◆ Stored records
---

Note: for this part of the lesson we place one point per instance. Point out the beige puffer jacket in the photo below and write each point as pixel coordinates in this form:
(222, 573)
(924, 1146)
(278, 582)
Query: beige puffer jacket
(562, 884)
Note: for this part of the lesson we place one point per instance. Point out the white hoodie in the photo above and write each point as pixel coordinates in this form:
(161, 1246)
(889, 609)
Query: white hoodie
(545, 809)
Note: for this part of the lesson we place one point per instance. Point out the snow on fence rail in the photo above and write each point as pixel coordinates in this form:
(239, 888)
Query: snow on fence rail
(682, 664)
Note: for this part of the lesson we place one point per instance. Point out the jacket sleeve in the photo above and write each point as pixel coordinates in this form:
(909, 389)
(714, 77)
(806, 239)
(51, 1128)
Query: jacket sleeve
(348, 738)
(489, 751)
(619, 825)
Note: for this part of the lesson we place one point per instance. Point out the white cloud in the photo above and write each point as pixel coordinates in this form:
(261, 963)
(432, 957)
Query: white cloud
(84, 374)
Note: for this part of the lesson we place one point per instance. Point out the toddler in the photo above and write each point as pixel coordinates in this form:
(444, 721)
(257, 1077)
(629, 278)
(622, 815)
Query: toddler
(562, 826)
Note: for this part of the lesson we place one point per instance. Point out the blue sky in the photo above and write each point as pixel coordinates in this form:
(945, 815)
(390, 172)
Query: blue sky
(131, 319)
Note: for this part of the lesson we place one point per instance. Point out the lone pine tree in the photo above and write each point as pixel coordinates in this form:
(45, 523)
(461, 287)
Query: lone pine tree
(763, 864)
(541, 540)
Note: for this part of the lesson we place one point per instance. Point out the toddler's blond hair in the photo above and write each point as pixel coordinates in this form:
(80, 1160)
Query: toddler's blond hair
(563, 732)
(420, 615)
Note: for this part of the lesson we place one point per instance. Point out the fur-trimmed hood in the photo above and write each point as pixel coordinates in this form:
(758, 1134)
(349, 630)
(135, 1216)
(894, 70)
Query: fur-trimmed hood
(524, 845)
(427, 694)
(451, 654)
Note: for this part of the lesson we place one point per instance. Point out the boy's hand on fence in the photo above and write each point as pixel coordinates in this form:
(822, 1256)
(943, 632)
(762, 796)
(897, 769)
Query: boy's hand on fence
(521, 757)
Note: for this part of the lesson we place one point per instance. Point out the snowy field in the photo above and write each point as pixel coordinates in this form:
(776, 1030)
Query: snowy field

---

◆ PROBLEM
Take the line that contains "out the toddler's" and each line after it down to the last of the records, and retype them exactly; add nothing else.

◆ EXERCISE ANSWER
Note: for this part of the lesson we place one point per instance. Point out the toddler's blond hair in the photo above and write each point as pixel coordinates in this form:
(80, 1160)
Query: toddler's blond hair
(563, 732)
(420, 615)
Note: for this part of the lesson we place one point per instance. Point out the fur-trimmed hood in the photo above and write each point as pixel coordinates in this form:
(758, 1134)
(349, 630)
(135, 1216)
(894, 70)
Query: fur-trimmed hood
(524, 845)
(427, 694)
(451, 654)
Note: for this part of the lesson we place one point per instance. Point out the boy's hand on fence in the photo above and write each point as pixel coordinates in this form:
(822, 1256)
(943, 632)
(762, 796)
(897, 769)
Query: boy's hand on fence
(521, 757)
Note: for this part of the lesson we place one point per instance. Point out the snowy field in the photo above and write each point as pixel coordinates in this form:
(776, 1030)
Query: snowy field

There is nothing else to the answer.